Exercise: Look over the entries that follow. Report how many lines contain "number", with nothing else.

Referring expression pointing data
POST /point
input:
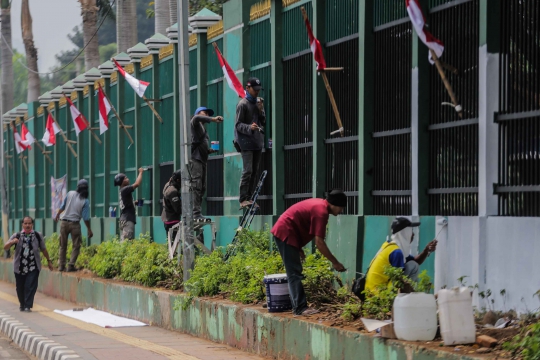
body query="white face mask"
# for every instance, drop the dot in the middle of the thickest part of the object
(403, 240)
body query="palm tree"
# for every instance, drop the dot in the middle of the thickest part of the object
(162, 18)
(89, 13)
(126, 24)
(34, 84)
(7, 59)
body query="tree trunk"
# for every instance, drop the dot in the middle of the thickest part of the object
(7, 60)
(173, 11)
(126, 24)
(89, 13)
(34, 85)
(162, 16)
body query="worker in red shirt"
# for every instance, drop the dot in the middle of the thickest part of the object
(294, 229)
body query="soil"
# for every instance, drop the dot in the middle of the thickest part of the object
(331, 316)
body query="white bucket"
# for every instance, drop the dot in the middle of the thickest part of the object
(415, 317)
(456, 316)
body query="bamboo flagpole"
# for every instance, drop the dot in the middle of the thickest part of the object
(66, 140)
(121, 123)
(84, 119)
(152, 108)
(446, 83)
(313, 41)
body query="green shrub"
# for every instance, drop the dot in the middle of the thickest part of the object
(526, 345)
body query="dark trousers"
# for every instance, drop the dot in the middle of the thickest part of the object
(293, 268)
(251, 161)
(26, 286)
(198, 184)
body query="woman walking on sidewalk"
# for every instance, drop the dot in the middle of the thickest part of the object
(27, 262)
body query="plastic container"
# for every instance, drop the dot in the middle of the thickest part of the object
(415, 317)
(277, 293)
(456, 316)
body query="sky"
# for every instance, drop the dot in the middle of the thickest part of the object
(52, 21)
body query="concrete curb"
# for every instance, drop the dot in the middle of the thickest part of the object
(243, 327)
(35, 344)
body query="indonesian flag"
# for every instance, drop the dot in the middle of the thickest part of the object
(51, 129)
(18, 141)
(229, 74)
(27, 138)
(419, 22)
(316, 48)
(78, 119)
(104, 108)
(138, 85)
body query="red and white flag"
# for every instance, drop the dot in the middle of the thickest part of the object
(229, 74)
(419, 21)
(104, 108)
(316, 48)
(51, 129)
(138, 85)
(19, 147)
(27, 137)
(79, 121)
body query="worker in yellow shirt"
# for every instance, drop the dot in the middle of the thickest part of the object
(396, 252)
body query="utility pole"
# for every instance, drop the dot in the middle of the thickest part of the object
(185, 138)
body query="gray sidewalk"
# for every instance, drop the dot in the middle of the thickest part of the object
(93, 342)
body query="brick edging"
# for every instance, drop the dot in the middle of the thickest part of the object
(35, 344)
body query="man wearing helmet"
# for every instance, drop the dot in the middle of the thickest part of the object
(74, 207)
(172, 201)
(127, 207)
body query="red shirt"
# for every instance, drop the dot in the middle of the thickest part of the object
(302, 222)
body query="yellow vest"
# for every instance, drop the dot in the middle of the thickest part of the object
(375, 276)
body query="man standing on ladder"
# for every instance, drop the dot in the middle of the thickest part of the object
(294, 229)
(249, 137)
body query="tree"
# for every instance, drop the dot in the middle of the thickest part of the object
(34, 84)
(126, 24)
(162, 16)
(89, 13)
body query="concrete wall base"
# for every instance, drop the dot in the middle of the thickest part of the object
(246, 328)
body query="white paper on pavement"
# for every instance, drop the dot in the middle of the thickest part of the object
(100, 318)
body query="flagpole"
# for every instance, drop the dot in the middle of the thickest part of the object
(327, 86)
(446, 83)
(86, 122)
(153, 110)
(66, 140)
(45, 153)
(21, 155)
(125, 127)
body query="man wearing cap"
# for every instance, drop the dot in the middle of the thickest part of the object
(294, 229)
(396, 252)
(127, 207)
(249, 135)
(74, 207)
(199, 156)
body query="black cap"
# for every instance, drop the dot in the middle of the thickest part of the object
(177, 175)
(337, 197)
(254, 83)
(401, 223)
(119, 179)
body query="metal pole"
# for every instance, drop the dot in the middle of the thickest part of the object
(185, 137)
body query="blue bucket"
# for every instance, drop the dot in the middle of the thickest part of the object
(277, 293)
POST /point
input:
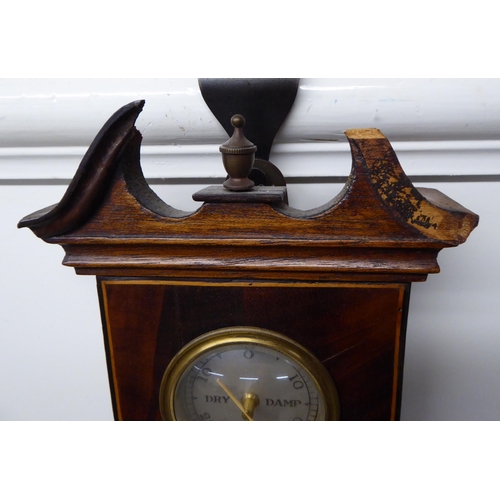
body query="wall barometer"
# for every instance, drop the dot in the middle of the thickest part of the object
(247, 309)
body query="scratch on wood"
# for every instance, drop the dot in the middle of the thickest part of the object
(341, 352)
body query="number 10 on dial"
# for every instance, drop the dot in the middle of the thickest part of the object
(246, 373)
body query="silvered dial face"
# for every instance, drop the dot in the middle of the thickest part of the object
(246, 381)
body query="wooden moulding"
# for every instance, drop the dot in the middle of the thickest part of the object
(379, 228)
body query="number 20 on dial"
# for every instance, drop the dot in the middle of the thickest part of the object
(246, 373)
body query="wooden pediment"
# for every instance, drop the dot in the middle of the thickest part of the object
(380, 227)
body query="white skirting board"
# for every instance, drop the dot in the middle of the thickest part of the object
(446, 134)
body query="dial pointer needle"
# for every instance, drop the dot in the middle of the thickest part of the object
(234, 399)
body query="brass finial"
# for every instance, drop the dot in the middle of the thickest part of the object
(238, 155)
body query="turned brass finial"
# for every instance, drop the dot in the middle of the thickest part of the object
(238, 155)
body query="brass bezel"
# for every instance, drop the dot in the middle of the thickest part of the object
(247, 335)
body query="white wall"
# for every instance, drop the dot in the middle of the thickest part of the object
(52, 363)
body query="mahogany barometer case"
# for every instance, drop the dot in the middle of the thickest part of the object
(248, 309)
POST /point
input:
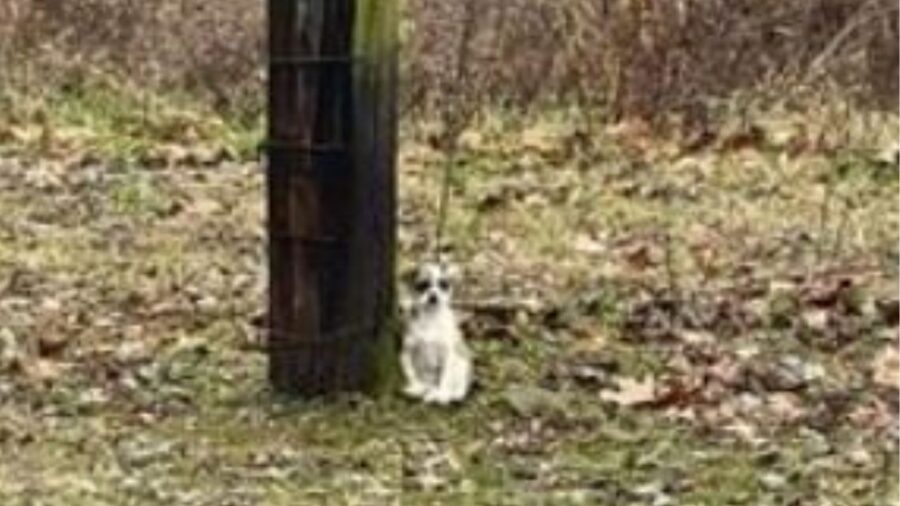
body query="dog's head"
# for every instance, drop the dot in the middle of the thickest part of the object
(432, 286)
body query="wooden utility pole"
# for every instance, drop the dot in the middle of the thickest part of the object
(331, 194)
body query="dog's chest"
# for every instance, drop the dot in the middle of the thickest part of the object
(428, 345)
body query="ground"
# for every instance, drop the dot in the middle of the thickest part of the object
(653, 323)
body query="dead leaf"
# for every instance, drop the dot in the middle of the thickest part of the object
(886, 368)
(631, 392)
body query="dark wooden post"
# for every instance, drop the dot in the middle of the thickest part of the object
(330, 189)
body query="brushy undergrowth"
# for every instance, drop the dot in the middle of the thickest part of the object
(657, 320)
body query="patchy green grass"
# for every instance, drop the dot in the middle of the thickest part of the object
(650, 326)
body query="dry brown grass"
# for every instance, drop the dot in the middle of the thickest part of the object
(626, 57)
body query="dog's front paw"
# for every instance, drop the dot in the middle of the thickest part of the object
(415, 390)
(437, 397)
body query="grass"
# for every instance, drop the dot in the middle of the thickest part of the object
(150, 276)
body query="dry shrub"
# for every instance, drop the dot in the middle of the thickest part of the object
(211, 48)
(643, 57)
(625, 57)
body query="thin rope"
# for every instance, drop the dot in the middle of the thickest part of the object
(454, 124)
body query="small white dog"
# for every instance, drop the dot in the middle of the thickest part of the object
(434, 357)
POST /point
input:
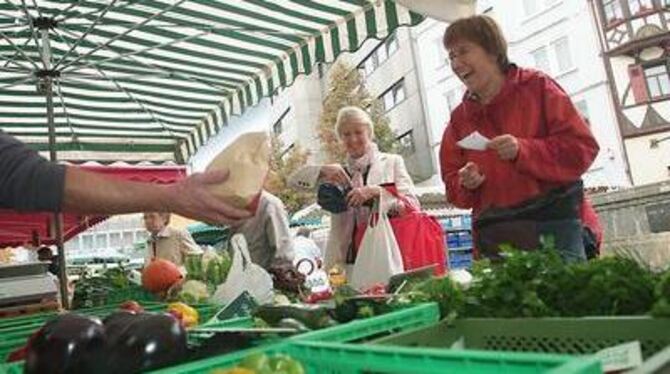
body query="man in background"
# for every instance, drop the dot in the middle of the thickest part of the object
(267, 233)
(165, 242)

Output for this task: 2